The Electronic Musician’s Guide To Amplifiers and Re-amping

As technology moves forward at breakneck speed, we’ve got emulations for everything. We fill our hard drives with analogue synths, classic compressors and simulated tape decks, but there’s a division in the world of recreated music gear. While producers load their tracks with dusty-sounding processors and legendary channel strips, guitarists have been chugging away with entire studios full of world-beating virtual hardware, and the two rarely cross paths.

But when two worlds collide, everyone can benefit. If electronic producers can bridge the divide and make use of these axe-centric software solutions, there’s a whole new world of tone and effects to explore. Virtual amps may have been invented for guitars, but using them on other material can make your music stand out from the crowd.

Amp software has been evolving over the years, and there’s far more to them than just adding a lick of distortion. Therefore, over the next eight pages, we’re going to swap the virtual patch cables for virtual guitar leads and show you how to make the connection. We’ll show you the best software and how it works, and we’ve got video and audio files to expose how your beats, bass, vocals and more can be transformed using today’s top rig simulations.

Guitarists have used amps since the dawn of rock and roll, and for one main reason: to get louder. Originally, their purpose was to boost the volume of a guitar, simply to help people in the audience hear it.

| What to work on |
A. Check each statement against the article on amplifiers and re-amping. Answer yes or no, and quote the article's deciding words.
(i) Virtual amps were created for guitars.
(ii) The guide covers ten pages.
(iii) Guitarists first used amps mainly to add distortion.
B. Continue the article on amplifiers and re-amping, starting after its last sentence.

| Information given |
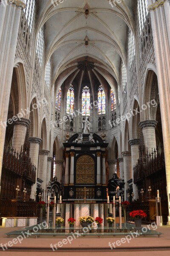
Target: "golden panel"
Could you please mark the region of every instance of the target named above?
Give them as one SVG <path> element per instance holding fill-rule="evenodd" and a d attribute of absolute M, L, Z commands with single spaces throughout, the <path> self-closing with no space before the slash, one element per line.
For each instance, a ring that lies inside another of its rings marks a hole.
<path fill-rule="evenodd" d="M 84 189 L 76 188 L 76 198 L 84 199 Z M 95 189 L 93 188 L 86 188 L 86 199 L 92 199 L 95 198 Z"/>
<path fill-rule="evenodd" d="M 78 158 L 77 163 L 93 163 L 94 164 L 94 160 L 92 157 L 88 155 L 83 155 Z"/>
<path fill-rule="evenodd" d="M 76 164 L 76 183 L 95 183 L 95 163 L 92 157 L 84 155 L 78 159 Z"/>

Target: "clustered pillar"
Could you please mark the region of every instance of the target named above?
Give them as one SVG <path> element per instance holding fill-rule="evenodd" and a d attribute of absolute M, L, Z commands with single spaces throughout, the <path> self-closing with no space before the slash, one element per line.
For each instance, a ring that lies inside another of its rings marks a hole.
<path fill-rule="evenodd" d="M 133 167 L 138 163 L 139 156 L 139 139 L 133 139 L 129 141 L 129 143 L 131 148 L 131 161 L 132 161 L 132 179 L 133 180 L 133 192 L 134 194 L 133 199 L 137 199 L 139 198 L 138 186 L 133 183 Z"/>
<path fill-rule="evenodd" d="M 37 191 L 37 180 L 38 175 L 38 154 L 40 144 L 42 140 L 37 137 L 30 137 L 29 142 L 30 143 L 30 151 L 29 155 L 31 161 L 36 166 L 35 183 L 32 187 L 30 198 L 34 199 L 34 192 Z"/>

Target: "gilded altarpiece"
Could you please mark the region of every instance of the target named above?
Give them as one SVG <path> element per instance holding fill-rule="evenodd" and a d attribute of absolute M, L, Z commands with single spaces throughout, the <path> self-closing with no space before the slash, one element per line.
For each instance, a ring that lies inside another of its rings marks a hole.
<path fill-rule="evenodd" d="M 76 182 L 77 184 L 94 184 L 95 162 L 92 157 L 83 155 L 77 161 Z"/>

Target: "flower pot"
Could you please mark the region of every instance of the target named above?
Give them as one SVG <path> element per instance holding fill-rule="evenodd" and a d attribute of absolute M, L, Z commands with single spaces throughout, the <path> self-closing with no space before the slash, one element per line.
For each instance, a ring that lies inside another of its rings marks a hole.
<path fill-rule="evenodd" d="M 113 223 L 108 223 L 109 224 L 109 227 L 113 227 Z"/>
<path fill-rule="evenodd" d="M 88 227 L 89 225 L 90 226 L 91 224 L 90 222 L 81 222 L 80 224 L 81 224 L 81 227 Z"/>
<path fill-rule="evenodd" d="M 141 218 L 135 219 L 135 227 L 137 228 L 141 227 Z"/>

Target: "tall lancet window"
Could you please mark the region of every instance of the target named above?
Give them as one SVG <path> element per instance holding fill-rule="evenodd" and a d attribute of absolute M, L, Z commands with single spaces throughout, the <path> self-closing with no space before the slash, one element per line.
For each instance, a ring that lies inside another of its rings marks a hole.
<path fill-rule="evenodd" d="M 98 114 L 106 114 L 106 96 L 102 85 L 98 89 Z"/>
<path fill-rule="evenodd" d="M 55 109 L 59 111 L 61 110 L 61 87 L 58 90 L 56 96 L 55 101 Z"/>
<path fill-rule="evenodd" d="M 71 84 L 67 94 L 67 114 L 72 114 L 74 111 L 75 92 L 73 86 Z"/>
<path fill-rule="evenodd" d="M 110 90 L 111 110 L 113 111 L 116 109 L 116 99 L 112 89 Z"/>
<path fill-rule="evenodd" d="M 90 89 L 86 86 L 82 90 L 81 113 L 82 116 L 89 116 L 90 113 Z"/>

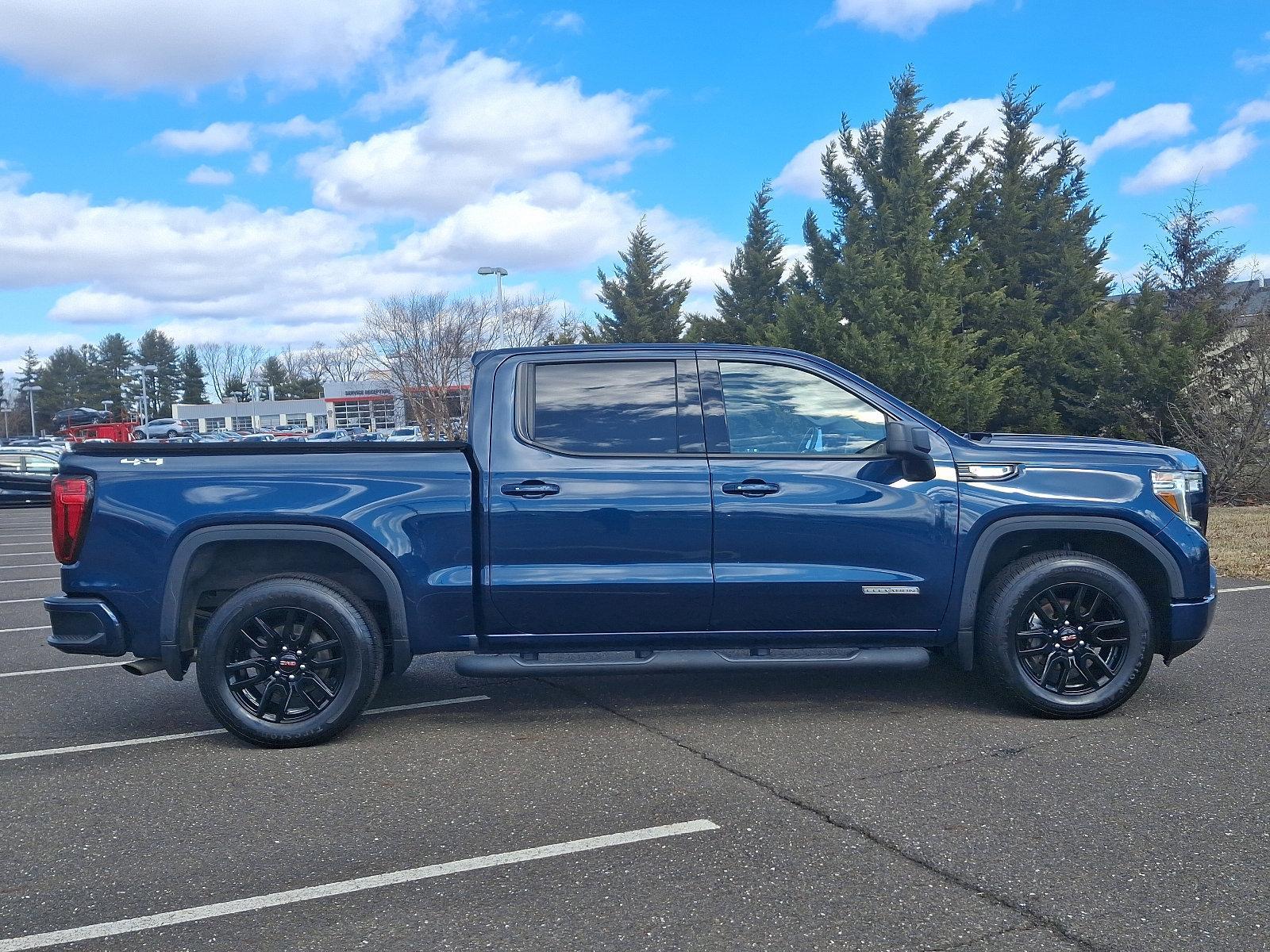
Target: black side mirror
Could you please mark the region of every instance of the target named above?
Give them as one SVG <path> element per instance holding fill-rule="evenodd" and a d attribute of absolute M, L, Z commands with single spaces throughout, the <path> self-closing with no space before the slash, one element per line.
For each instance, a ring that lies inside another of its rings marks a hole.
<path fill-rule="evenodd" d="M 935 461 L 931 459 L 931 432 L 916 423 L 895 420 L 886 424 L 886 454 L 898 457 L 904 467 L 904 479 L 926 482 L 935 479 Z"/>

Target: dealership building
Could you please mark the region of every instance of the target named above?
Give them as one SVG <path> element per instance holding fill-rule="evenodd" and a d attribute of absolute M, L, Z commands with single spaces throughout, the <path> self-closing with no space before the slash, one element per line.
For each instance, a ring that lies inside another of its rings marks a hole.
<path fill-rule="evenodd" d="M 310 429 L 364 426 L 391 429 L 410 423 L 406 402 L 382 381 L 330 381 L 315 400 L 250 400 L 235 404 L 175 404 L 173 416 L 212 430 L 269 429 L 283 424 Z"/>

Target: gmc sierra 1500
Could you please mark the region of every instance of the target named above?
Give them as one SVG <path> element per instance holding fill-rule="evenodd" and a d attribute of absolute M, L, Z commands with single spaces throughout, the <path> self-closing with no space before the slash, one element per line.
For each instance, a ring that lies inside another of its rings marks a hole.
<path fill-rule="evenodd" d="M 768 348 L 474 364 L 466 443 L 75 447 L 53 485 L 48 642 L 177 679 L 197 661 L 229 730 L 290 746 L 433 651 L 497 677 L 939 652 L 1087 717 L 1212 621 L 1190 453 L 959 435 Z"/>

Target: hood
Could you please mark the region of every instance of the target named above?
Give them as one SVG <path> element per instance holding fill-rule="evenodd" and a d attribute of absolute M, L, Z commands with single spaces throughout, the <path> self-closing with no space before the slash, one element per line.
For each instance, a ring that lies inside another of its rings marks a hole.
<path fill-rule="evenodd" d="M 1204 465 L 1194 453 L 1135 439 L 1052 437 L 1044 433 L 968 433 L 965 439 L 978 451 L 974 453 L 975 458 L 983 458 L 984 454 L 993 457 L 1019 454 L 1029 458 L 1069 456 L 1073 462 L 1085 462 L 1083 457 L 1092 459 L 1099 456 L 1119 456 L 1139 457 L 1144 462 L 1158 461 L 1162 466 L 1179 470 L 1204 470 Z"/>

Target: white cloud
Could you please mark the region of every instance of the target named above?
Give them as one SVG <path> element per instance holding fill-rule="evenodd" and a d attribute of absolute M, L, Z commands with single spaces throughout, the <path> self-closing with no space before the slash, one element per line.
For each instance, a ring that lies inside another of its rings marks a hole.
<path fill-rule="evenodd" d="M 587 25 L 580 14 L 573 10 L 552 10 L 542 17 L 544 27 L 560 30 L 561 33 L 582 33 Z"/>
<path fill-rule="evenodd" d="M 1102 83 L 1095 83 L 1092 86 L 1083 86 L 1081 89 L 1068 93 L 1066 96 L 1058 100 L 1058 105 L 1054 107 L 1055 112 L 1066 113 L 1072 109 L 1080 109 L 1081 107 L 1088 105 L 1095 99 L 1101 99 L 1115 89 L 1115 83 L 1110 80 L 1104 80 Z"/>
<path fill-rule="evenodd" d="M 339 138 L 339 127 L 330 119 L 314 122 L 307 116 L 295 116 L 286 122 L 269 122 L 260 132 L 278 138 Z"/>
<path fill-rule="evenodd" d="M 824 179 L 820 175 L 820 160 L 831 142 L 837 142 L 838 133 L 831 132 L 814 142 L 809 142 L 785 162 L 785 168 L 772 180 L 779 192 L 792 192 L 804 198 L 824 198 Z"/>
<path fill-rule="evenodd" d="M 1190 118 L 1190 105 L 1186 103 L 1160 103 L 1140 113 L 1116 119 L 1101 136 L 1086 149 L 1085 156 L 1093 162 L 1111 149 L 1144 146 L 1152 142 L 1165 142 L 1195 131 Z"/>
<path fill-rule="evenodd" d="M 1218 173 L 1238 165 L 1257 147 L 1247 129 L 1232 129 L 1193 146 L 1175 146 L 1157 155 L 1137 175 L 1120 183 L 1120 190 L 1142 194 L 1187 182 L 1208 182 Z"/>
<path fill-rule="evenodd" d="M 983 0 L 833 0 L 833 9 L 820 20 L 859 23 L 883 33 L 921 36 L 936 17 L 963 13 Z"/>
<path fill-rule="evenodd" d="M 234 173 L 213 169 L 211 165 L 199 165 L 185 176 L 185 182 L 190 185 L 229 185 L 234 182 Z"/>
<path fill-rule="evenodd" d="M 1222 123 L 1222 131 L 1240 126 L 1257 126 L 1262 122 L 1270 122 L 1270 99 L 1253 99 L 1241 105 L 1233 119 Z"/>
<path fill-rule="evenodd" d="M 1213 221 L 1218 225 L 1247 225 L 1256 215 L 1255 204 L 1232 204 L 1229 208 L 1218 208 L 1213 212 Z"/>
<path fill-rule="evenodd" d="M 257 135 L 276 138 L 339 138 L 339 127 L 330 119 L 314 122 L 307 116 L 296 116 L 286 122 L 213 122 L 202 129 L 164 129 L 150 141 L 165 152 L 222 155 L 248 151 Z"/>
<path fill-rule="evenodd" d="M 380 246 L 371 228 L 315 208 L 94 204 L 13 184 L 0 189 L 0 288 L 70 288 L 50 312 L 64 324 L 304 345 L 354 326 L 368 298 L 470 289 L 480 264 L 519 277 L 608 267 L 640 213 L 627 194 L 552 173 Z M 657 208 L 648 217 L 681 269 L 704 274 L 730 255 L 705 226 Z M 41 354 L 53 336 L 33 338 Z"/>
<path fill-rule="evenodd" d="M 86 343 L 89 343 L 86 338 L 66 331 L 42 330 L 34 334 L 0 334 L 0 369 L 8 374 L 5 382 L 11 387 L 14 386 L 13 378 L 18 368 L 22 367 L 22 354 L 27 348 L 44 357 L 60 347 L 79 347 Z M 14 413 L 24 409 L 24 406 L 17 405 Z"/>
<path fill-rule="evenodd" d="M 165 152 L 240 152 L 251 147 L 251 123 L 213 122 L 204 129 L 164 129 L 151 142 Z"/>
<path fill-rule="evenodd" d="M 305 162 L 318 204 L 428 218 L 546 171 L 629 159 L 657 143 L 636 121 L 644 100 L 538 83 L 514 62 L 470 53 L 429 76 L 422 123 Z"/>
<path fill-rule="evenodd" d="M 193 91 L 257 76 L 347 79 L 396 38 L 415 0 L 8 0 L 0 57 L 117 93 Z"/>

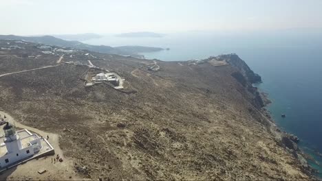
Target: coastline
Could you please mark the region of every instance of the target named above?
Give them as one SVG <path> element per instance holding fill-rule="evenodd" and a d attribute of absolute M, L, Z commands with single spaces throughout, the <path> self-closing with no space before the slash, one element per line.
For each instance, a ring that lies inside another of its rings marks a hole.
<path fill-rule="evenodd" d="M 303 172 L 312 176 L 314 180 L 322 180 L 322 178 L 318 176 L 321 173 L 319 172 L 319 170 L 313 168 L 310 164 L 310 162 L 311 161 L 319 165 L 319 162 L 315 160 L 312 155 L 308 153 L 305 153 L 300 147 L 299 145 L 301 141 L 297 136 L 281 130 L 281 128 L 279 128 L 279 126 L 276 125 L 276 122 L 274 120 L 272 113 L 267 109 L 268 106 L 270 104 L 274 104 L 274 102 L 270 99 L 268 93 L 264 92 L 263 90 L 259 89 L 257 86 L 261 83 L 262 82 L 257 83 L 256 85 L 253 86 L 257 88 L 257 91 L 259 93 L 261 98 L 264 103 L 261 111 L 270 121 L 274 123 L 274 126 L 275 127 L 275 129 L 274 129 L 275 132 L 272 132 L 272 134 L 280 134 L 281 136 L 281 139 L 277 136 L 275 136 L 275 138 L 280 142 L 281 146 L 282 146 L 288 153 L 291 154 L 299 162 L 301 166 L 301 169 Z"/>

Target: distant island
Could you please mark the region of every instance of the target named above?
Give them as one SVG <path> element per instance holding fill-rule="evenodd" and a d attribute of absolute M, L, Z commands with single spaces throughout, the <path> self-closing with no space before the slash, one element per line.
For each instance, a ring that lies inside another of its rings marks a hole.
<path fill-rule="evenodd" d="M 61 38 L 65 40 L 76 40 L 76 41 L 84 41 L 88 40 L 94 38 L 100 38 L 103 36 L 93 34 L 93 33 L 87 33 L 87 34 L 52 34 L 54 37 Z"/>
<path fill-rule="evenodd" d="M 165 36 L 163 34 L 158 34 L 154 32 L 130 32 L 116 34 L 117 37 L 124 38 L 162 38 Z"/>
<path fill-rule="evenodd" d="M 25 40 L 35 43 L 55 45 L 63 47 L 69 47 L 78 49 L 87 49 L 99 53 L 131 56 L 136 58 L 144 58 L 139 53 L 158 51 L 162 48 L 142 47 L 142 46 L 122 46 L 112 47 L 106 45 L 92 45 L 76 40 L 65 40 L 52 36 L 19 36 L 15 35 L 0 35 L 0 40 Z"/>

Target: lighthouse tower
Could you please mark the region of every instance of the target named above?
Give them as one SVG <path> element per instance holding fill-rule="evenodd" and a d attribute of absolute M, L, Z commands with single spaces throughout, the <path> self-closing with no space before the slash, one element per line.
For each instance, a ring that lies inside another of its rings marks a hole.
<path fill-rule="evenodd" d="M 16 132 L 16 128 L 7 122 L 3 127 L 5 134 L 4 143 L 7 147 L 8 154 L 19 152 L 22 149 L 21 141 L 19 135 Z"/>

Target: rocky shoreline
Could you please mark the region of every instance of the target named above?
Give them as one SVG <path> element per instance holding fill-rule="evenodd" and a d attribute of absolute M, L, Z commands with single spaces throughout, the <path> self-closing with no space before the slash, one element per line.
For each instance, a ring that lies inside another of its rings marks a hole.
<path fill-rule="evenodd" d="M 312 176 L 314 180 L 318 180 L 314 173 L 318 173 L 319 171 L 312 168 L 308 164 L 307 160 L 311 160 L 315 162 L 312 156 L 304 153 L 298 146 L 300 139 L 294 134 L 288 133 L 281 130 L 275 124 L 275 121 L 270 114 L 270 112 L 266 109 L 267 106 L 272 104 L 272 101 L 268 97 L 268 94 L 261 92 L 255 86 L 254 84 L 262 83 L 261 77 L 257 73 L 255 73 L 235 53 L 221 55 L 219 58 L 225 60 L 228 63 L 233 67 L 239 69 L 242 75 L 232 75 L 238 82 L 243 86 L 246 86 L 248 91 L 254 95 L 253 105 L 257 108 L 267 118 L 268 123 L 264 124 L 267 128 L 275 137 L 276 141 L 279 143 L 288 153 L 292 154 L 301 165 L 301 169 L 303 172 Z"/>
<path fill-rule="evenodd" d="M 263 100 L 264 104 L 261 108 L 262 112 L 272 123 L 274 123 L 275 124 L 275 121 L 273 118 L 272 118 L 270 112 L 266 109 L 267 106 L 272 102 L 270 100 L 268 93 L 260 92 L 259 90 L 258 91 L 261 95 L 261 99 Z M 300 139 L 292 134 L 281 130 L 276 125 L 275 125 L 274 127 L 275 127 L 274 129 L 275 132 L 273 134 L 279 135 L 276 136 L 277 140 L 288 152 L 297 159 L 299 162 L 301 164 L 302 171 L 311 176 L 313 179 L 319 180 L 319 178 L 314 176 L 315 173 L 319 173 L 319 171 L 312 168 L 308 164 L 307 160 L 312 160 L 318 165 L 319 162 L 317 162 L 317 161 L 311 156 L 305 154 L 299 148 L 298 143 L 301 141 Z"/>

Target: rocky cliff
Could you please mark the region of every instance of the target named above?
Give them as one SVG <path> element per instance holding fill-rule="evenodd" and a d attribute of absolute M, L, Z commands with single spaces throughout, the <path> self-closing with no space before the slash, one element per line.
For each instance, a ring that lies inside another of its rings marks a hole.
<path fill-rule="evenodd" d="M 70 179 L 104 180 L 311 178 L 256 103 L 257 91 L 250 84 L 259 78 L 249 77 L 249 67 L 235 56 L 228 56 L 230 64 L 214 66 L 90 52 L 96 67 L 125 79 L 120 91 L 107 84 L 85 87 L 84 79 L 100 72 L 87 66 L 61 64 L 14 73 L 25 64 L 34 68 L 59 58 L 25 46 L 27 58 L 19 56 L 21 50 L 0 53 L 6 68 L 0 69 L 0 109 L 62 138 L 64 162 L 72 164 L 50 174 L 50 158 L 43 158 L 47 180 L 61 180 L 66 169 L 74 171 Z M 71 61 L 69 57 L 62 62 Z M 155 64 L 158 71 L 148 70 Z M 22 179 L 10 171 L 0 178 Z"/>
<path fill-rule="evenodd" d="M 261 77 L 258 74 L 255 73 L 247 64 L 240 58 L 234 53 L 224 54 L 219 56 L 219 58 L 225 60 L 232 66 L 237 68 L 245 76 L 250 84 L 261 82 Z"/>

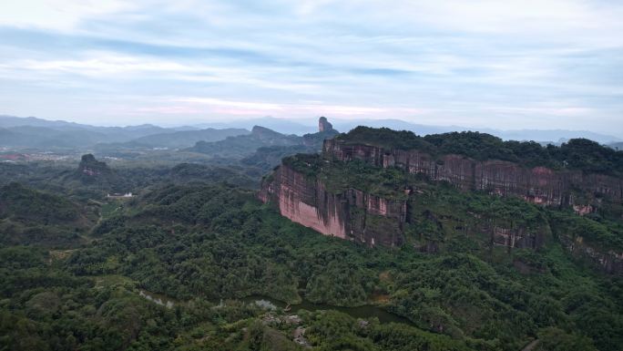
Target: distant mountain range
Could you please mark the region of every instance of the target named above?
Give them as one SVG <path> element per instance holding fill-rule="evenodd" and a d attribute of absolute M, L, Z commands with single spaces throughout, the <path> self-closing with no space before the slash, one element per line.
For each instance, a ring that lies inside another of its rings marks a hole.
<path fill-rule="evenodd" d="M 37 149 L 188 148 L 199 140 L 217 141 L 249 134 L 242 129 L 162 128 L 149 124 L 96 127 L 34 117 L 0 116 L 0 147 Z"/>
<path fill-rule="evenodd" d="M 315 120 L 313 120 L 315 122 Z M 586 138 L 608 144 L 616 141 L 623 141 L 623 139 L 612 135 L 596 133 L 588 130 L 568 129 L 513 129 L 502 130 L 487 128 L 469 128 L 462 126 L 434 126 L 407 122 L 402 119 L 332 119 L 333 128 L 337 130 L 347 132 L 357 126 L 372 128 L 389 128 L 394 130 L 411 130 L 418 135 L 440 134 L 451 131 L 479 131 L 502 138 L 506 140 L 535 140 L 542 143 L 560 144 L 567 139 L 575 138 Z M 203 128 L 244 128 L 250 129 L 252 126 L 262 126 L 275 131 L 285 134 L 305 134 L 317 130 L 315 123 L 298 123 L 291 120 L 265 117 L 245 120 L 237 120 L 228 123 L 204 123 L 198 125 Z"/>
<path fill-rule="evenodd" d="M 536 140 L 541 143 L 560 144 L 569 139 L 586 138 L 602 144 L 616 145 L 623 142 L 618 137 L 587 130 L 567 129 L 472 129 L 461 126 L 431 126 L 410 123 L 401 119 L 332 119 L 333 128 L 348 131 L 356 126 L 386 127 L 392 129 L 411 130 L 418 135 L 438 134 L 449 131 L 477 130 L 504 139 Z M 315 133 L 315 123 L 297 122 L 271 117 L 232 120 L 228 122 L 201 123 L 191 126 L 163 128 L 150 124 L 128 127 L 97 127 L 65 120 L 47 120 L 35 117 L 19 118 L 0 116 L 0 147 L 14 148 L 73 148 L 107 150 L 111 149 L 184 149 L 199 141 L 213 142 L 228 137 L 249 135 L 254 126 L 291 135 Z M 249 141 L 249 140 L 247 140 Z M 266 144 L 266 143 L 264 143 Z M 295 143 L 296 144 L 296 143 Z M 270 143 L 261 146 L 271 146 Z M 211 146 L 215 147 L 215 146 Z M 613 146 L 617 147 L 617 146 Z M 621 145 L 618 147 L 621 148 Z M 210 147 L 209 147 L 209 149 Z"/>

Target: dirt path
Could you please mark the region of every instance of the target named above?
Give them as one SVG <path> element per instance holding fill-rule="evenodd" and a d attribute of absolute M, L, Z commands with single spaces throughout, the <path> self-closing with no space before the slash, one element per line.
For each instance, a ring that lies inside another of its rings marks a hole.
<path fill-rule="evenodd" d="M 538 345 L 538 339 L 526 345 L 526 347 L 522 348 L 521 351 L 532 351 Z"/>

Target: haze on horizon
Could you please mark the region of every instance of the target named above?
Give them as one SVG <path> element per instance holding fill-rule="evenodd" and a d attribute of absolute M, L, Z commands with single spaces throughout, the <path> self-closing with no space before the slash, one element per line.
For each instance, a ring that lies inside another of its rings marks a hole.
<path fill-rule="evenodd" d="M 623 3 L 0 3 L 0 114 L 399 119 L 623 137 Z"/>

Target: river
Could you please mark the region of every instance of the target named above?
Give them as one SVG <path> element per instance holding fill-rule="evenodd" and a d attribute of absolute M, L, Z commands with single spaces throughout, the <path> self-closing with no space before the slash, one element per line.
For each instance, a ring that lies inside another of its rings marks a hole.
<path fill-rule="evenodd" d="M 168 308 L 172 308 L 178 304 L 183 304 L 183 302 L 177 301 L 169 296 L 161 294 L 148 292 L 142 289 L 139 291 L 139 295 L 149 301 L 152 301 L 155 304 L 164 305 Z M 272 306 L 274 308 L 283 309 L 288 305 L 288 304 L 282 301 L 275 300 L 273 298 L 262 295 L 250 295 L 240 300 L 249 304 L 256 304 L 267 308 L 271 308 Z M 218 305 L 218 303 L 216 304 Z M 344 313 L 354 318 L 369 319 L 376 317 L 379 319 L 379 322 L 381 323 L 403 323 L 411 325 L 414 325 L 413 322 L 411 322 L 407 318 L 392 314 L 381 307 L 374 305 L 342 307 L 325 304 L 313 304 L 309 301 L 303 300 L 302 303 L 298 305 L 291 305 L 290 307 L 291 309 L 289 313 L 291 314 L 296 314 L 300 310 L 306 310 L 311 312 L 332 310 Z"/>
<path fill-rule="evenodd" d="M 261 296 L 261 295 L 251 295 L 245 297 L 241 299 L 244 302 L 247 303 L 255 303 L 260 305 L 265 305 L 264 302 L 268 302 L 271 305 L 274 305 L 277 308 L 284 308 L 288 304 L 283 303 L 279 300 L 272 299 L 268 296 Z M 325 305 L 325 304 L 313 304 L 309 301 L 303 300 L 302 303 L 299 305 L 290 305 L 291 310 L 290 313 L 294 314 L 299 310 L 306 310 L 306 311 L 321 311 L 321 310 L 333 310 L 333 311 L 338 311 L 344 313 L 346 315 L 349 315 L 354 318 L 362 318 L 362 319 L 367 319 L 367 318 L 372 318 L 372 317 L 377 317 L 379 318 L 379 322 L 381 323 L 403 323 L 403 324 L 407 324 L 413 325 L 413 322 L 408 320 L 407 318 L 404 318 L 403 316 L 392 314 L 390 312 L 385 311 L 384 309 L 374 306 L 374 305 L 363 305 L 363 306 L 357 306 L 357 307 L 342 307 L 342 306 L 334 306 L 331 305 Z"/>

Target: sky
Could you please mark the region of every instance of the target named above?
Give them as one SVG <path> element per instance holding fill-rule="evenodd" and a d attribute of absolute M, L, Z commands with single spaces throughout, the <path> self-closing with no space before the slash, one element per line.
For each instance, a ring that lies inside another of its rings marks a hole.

| Task-by-task answers |
A.
(i) Yes: "Virtual amps may have been invented for guitars"
(ii) No: "over the next eight pages"
(iii) No: "for one main reason: to get louder"

B.
As guitarists experimented, they pushed the loudness to its limits, eventually leading to distortion, which became a characteristic of both guitar sounds and of the amps built to make them sing. For recording, amps were miked up in the studio, and the characteristic of the room became part of the sound. With this added to the built-in spring reverbs, the sense of space and depth became part of the sonic signature of the guitar amplifier.

Effects pedals and stompboxes then came along, giving guitarists even more versatility to their sonic palettes.

All of these functions and features are emulated in the virtual amps of today, and with so much potential sound-shaping onboard, you can actually start to look at amp sims in a different light: as comprehensive multi-effects units. Whether you’re after saturation, distortion, reverb, chorus, modulation, delay or practically anything else, there’s an amp simulator waiting to make it happen, and crucially, it’s done in a creative, musical-sounding way rather than through a chain of faceless studio hardware boxes.

Amp simulator plugins can be entire collections of effects and modular playgrounds that electronic producers may be used to playing with in software packages like Reaktor or Reason.

You can look at an amplifier setup as two parts: the actual ‘amp’ heads itself, used to drive and color the sound; and the speaker ‘cabinet’ through which the sound is output. Each one of these stages adds its own specific tonal influence to the signal. An amp that brings the two together in one unit is known as a combo amp.

It’s not uncommon to make use of only one of the amp and cab processes during production, with either a ‘DI’ signal output from the amp, tapped off before anything hits the cabinet, or by piping an effected signal from a mixer into only the cabinet, for recording back once again with some added flavor.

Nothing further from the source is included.